Give the crab season passage again, starting at "By mid-afternoon today" and ending at "for their efforts.", with "late afternoon" swapped in for "mid-afternoon".

== Text passage

By mid-afternoon today Boro and all the other commercial waiting by their boats will receive word from the Bodega Bay, San Francisco and Half Moon Bay port if the crab is meaty enough to justify their time spent fishing and the price per pound they expect for their efforts.

"We all want $1.75 per pound and so the buyers have to agree to pay for this as well before we set out," said San Jose resident and fisherman Walt Doll of the Judy Kay. "If the quality is bad, then the buyers will lower the price so we want to know beforehand that there's hearty crab out there before going out. We don't want to put bad quality crab on the market either," said Doll, "so it's a wait and see issue right now."

Because Half Moon Bay is part of District 10, which encompasses the area from Point Arena to the Mexican border, testing the quality of the crab falls on the shoulders of the fishermen.

"It's ridiculous that fishermen have to do what the State of California should be doing," said Boro. "We are considered the lower end of the chain when it comes to crab fishing here because traditionally we were never considered a decent crab district. It's only been in the past 15 years that we've established ourselves as a crab district."

Local fishermen credit the good health of the bay for the abundance of crab in the area.

"It's a good sign that our ocean is so healthy and the resources are in good shape for crab fishing," said Doll.

At the start of the season, three boats are sent out to test the crab from Bodgea Bay, San Francisco and Half Moon Bay.

"The Half Moon Bay Market Association pays for a fisherman to go out," said Doll. "The owner of Pale Horse usually goes because he's the safest and fastest boat here."

The three boats all drop six pots each on an overnight set.

"They'll get 35-40 crabs in each pot," said Boro. "And then all the crab goes to a laboratory in Santa Rosa where they weigh them and cook them. If 25 percent of the original weight is good meat, then it's a go, we're out of here, and all you'll see is smoke behind us."

When they come in, though, the haggling between retail and wholesale over price begins.

Fresh-caught live crab is sold by some of the fisherman retail "off-the-boat" to the public at Pillar Point Harbor. For cleaned and cracked crab, cooked or live, people can buy it directly at Princeton Seafood Company Fish Market located at the harbor as well.

"Every year it's the same thing of just waiting for the first boats to come in," said Randy Haake, manager of Princeton Seafood Company Fish Market, who hopes to sell 200 to 300 pounds of crab by closing at 6 p.m. today.

"We all want the opening of the season to be a financial success for everyone involved, but we also don't want to lose money on the situation."

Haake is confident that the quality of the crab once it comes in will be good because "I was seeing sport crab packed with meat and there seems to be an abundance of crab out there right now," he said.

"The waiting part and negotiating the price is stressful for everyone involved," Haake said, "but I'm keeping my fingers crossed that I'll have lots of crab to sell tonight."

====
== Excerpted records

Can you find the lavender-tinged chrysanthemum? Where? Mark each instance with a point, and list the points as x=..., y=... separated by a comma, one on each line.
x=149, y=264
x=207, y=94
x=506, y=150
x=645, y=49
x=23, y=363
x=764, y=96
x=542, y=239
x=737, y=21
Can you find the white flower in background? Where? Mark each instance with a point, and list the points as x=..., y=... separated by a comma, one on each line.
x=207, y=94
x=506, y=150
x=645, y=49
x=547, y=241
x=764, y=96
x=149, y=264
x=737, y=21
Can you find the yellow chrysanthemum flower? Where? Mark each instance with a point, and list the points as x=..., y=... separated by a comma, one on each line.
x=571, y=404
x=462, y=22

====

Answer for the task:
By late afternoon today Boro and all the other commercial waiting by their boats will receive word from the Bodega Bay, San Francisco and Half Moon Bay port if the crab is meaty enough to justify their time spent fishing and the price per pound they expect for their efforts.